Task directions: Please count how many lines of the data include the word "tire". Give only that number in reply.

START Input material

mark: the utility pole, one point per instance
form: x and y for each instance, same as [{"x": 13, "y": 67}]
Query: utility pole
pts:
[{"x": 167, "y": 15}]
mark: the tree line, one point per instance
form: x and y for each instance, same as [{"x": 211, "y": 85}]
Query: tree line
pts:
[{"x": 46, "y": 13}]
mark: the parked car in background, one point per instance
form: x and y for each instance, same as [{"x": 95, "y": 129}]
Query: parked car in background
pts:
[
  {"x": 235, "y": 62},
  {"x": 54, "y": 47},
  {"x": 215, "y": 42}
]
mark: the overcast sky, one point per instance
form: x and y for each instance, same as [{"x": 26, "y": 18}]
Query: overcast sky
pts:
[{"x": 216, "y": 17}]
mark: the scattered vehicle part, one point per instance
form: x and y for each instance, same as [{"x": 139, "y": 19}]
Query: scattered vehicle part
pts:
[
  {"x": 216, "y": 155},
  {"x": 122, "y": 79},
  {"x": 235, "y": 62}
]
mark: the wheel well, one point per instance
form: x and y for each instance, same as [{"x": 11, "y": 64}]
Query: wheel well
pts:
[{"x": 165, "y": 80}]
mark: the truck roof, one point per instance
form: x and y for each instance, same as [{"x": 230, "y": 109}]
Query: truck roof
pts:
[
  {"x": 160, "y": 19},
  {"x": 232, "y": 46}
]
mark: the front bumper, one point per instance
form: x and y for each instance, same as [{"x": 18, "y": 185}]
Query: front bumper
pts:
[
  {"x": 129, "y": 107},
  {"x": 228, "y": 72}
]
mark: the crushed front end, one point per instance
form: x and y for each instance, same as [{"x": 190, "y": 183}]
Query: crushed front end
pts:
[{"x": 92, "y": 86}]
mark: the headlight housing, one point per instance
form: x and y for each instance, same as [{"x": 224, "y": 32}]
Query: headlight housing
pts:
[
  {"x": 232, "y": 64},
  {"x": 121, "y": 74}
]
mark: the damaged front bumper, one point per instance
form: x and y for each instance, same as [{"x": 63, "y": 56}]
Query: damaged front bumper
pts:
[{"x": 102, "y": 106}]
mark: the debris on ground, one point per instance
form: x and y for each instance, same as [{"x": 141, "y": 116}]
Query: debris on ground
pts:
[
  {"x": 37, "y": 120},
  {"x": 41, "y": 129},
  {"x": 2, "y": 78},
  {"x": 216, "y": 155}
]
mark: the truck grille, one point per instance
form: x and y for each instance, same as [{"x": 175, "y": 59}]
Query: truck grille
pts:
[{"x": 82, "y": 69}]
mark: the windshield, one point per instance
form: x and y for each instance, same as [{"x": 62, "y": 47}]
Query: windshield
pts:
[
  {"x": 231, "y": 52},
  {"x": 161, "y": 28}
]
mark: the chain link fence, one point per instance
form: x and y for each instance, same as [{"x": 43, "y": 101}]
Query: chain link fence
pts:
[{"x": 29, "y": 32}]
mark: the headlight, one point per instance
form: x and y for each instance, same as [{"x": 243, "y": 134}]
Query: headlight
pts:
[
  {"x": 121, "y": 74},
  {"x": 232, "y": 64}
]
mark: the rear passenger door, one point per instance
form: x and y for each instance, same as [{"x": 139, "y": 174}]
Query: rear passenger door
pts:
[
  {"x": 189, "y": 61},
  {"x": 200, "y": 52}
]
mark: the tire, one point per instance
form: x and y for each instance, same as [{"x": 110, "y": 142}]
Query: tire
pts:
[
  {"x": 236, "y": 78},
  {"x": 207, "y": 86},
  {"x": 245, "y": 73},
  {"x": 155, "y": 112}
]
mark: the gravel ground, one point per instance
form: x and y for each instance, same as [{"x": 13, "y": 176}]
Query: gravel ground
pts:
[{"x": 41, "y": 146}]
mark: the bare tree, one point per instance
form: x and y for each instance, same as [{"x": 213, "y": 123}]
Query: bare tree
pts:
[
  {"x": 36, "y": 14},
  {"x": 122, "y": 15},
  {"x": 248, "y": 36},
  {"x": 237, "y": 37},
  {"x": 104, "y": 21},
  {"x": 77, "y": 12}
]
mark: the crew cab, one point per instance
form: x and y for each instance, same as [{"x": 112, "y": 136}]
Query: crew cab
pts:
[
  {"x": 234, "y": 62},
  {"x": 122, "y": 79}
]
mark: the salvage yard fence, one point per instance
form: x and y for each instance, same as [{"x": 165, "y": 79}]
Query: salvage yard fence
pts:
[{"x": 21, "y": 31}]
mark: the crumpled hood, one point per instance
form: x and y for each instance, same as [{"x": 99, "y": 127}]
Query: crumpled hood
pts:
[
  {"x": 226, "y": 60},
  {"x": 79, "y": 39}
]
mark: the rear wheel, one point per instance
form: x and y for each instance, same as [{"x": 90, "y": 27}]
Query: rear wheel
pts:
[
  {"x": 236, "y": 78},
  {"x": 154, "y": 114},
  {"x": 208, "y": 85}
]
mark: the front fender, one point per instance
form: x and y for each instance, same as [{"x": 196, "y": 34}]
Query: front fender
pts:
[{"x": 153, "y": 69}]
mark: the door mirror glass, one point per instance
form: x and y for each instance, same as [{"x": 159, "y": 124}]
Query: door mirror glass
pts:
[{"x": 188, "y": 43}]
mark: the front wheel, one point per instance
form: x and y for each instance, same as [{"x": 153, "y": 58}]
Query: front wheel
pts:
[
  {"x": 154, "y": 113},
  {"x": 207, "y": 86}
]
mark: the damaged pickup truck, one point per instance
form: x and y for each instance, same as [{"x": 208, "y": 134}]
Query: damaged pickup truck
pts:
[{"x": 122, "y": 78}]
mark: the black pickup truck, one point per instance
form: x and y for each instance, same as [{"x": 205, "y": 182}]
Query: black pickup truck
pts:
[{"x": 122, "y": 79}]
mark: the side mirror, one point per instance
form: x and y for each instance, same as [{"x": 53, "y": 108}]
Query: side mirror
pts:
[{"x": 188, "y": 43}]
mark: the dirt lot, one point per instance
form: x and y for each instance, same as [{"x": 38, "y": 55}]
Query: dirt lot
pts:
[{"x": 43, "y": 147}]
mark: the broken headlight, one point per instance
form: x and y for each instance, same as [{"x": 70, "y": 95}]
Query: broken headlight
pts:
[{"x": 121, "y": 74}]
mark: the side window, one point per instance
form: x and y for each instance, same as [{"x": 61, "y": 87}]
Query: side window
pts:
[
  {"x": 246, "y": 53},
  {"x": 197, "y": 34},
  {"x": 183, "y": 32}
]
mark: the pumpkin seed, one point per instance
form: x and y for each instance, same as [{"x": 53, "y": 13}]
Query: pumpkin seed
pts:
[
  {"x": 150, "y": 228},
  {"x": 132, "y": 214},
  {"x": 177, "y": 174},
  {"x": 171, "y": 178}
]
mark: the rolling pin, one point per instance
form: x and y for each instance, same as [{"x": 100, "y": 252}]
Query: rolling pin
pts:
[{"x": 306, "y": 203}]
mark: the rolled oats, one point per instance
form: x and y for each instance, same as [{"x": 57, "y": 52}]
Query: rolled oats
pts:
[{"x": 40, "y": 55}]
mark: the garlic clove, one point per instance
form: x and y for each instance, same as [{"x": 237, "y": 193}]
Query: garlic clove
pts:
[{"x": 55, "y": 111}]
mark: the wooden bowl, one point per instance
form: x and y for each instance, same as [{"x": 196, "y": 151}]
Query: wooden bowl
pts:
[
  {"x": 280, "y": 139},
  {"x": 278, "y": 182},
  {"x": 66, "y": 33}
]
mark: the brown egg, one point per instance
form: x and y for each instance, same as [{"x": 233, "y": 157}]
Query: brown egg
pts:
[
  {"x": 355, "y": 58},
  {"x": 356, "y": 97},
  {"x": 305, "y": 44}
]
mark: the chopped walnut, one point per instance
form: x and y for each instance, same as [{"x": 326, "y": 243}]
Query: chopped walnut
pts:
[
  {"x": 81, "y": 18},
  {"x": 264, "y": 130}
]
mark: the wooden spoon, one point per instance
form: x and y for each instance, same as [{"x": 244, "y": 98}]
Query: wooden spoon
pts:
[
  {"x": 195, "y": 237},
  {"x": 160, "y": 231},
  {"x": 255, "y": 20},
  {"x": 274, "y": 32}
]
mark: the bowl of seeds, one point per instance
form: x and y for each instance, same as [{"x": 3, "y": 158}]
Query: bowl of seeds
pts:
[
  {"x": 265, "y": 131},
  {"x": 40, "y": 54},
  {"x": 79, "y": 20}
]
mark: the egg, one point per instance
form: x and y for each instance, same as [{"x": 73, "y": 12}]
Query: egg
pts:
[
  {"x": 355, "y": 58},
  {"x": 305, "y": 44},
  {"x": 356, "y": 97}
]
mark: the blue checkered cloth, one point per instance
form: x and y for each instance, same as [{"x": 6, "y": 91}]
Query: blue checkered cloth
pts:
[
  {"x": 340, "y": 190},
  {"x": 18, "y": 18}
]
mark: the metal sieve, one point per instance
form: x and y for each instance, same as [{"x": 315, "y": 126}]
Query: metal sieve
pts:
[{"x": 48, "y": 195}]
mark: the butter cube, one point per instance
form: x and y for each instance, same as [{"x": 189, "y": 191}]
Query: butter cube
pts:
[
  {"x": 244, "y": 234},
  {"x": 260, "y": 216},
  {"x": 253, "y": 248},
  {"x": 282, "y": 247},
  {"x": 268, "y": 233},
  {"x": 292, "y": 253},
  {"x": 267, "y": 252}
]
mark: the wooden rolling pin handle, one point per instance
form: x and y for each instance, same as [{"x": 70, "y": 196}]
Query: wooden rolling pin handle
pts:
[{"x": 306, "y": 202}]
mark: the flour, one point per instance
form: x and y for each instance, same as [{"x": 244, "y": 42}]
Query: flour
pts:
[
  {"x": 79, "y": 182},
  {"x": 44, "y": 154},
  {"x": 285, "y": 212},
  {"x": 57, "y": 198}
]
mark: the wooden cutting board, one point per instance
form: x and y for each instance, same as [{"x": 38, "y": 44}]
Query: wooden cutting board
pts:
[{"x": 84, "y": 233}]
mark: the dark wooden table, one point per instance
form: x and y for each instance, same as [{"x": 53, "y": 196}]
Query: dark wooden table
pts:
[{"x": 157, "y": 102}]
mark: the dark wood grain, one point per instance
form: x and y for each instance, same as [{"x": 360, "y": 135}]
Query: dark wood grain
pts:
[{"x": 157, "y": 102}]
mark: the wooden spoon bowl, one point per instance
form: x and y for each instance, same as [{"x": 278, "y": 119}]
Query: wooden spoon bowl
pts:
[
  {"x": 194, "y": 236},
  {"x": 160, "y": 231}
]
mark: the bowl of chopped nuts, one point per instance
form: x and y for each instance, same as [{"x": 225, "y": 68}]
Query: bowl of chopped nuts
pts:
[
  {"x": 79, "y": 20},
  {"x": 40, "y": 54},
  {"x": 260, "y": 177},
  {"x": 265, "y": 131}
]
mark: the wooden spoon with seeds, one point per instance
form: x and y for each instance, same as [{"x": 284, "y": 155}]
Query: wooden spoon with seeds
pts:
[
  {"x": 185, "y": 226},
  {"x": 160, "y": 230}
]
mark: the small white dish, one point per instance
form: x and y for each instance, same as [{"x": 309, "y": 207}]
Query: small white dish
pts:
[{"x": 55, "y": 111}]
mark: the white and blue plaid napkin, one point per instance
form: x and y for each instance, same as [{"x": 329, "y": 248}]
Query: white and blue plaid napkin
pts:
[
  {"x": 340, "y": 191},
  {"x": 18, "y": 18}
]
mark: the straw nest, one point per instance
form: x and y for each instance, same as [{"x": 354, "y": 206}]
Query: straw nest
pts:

END Input material

Expected answer: 2